**TASK DESCRIPTION**
Every single entry should be printed exactly.

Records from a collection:
+--
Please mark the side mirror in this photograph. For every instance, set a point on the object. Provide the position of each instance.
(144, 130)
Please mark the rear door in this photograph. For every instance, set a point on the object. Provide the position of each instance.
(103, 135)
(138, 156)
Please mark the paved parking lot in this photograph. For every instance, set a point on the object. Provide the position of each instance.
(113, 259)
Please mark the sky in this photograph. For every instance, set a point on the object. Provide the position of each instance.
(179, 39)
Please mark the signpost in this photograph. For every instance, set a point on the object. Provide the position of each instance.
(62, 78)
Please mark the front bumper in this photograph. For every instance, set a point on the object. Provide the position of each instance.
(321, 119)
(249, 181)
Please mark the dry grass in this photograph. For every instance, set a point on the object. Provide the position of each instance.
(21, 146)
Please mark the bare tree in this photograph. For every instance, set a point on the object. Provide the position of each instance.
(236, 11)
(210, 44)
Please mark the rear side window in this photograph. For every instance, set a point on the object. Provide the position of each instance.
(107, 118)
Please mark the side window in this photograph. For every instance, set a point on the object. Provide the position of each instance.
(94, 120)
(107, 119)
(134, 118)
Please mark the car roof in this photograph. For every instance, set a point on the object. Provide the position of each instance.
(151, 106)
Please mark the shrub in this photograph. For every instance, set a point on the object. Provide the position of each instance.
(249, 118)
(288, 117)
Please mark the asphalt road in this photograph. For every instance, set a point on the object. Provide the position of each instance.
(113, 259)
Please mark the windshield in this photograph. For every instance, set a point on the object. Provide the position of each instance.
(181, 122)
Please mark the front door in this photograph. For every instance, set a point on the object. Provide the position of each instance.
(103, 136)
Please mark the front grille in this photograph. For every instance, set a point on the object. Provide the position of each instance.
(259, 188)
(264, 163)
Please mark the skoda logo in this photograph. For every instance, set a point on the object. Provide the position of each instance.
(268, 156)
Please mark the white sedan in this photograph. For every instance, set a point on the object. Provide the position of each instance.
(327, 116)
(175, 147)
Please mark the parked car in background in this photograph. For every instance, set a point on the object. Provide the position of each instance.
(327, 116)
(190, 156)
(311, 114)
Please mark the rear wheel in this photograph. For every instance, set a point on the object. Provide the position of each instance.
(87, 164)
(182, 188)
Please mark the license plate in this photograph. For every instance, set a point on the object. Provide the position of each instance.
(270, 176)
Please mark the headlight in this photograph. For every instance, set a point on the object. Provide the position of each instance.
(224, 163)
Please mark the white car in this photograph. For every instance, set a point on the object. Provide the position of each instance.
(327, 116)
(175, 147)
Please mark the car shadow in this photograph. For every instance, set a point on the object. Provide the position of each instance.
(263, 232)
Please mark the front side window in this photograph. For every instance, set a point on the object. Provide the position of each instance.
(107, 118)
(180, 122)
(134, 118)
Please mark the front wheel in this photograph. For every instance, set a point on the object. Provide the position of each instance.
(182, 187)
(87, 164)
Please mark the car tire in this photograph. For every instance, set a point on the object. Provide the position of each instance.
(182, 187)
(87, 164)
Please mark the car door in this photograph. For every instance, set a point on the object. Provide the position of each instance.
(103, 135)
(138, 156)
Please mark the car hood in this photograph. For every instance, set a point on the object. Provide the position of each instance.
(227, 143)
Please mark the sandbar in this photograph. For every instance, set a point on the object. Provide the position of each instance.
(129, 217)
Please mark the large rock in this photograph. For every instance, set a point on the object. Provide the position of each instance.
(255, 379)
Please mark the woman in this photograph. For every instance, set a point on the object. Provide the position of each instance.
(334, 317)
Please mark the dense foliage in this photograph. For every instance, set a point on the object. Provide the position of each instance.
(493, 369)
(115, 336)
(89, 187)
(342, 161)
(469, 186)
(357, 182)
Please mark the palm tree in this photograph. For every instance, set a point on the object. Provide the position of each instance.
+--
**FINISHED EXERCISE**
Please mark the side mirror in this photograph. For every instance, set a point on the object. Provide the position of each instance.
(144, 130)
Please mark the rear door in this photograph. For every instance, set a point on the object. Provide the position of each instance.
(103, 135)
(138, 156)
Please mark the paved parking lot in this photograph. For every instance, set a point on the object. Provide the position of each instance.
(113, 259)
Please mark the sky in this photograph. For every instance, set a point on the object. Provide the position of each instance.
(179, 39)
Please mark the signpost in this photograph. For every instance, set a point on the object. Provide the position of each instance.
(62, 78)
Please mark the front bumper in this photograph. For every instance, set a point on the object. Provide the position of each instance.
(321, 119)
(249, 181)
Please mark the dry grass in this photograph. For every instance, set a point on the object. Provide the position of each instance.
(21, 146)
Please mark the bare tree in this photograph. For every instance, set a point on the object. Provide the position of each instance.
(236, 11)
(210, 44)
Please mark the rear side window in this photograph. For every instance, set a point on the object. Provide the position of each instance.
(107, 118)
Please mark the side window in this photograph. For every instance, set a point on the object. Provide the position of each instance.
(94, 120)
(107, 119)
(134, 118)
Please mark the car roof in this photograph. For every instance, set a point on the object. Provide the position of each instance.
(151, 106)
Please mark the shrub in this photograph. For every instance, set a point on the object. Provide the position of each instance.
(249, 118)
(288, 117)
Please mark the asphalt road in this photograph. For every instance, set a point on the object. Provide the position of each instance.
(113, 259)
Please mark the windshield in this photograph. For every instance, set a point on the object. Provide the position of each instance.
(181, 122)
Please mark the front door in this photograph. For every instance, set a point on the object. Provide the position of each instance.
(103, 136)
Please mark the front grille in this photograph. For every instance, set a point on the object. Provide the position of each instance.
(259, 188)
(264, 163)
Please mark the skoda logo in this photograph. For every instance, set a point on the object. Provide the position of each instance.
(268, 156)
Please mark the white sedan in this photograph. For every instance, set a point on the object. Provide the position of each instance.
(327, 116)
(175, 147)
Please mark the parked car in background in this photograph. For every instance, set a point on the object. Provide the position of each instance.
(327, 116)
(190, 156)
(311, 114)
Please mark the rear wheel in this photograph. For every instance, set a point on the object. Provide the position of each instance.
(87, 164)
(182, 188)
Please mark the license plate in this photograph. For every instance, set a point on the object. Provide the position of each instance.
(270, 176)
Please mark the headlight in this photograph. For every instance, set a point on the object. Provide the position of each instance.
(224, 163)
Please mark the white car in this photograph. For every instance, set a point on the object. Provide the position of each instance.
(327, 116)
(175, 147)
Please mark the car shadow in this photograph. For every instance, set a point on the object. Provide the position of each instance.
(263, 232)
Please mark the front side window in this photograph. For every instance, set a point on the object. Provide the position of each instance.
(107, 118)
(180, 122)
(134, 118)
Please mark the front wheel in this photograph. For every instance, set a point on the object. Provide the position of each instance.
(182, 187)
(87, 164)
Please mark the car tire in this photograph. For every instance, set a point on the object. Provide the position of each instance.
(182, 187)
(87, 164)
Please mark the car door in this photograph. For every instance, set a point on the object. Provide the position of each instance.
(103, 135)
(138, 156)
Please mark the car hood in this photograph. For every instance, set a point on the object. Provide the position of each instance.
(227, 143)
Please mark the sandbar in this photograph. For every instance, set a point on the object. Provide the position of each instance.
(129, 217)
Please mark the large rock in this photograph. For every instance, set a point on the object. Provide the position of each instance.
(255, 379)
Please mark the woman in this photograph. For every instance, set a point on the object. Provide the position of each instance.
(334, 317)
Please mark the dense foliage in this photograph. For every instance, set a point on the object. Provide the position of each instance.
(493, 369)
(115, 336)
(89, 187)
(342, 161)
(469, 186)
(357, 182)
Please mark the palm tree in this photograph. For every instance, set a point on the object. Provide the position of each instance.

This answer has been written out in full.